■ What is needed ■
Please copy the records from the line containing "Objective — one marker on every instance of the crowd" through the end of the records, shifting every x and y coordinate up by 64 and leaving all other text unchanged.
──────── Data ────────
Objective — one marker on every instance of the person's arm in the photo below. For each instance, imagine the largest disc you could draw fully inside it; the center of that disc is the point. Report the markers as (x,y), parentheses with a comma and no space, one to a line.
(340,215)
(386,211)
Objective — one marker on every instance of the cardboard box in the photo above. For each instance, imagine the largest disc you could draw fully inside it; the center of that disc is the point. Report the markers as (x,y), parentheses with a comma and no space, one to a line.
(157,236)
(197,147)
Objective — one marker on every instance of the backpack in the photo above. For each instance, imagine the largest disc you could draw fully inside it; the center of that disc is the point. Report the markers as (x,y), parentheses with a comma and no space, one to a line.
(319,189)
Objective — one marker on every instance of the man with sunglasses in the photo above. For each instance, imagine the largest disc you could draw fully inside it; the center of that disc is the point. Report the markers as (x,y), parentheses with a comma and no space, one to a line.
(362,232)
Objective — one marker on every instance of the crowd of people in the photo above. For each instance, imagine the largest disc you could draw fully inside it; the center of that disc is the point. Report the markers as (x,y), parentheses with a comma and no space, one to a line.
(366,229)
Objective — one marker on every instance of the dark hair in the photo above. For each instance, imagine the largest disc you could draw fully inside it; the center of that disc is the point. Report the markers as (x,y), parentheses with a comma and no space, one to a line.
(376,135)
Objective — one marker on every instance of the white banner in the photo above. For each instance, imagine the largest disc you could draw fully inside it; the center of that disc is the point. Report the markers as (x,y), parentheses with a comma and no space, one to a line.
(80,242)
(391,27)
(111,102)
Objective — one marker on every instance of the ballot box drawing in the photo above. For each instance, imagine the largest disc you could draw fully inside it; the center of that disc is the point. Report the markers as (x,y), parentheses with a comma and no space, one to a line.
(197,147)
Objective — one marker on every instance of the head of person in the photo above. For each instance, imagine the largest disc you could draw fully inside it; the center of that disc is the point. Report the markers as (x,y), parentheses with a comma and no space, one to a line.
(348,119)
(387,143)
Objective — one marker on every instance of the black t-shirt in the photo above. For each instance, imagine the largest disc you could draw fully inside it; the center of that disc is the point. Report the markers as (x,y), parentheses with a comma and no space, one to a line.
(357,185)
────────
■ Exercise response ■
Objective — one marker on every instance of the crowd of people in the photo above. For each instance, imagine the largest disc you could draw fully inside it; the center of that disc is the point. Report the markers as (x,y), parentheses with a comma and no space, one to a line.
(430,293)
Objective — one marker on every instance of the dark hair in the photo above. For each instance, imagine the largest disc you could draw fully inside it; the center of that disc is the point. Report the markers as (x,y), parentheses with a comma and no space, one to a line.
(440,199)
Objective — one marker on every instance of the white banner in the photo above. For each instance, imagine the largest disc you could draw fully inside it; the center of that disc is the point. Report the markers as (x,y), parentheses with a comma and no space, one to a line.
(144,306)
(455,91)
(175,166)
Objective — one marker on every instance of the ballot box drawing in the photo above. For each instance, imagine the largest disc you could draw fully inside it; the center of that disc is the point. Report the markers as (x,y), parentheses with a comma and no space, one to a line.
(261,211)
Objective — one marker on every instance of the head of person in the photo above. For each instance, imagine the largest disc you could draw fully inside it; the center of that disc is the point. Report the markers as (x,y), parentheses with a comma and no space, one to a line.
(412,183)
(451,207)
Objective — one marker on every instance of the black t-shirt in the photo above. For each instance, imagine the largest disc you could draw fully inside it; the center of that disc is the point. Report the markers as (x,y), parentheses with a comma and no space, one to a line.
(421,249)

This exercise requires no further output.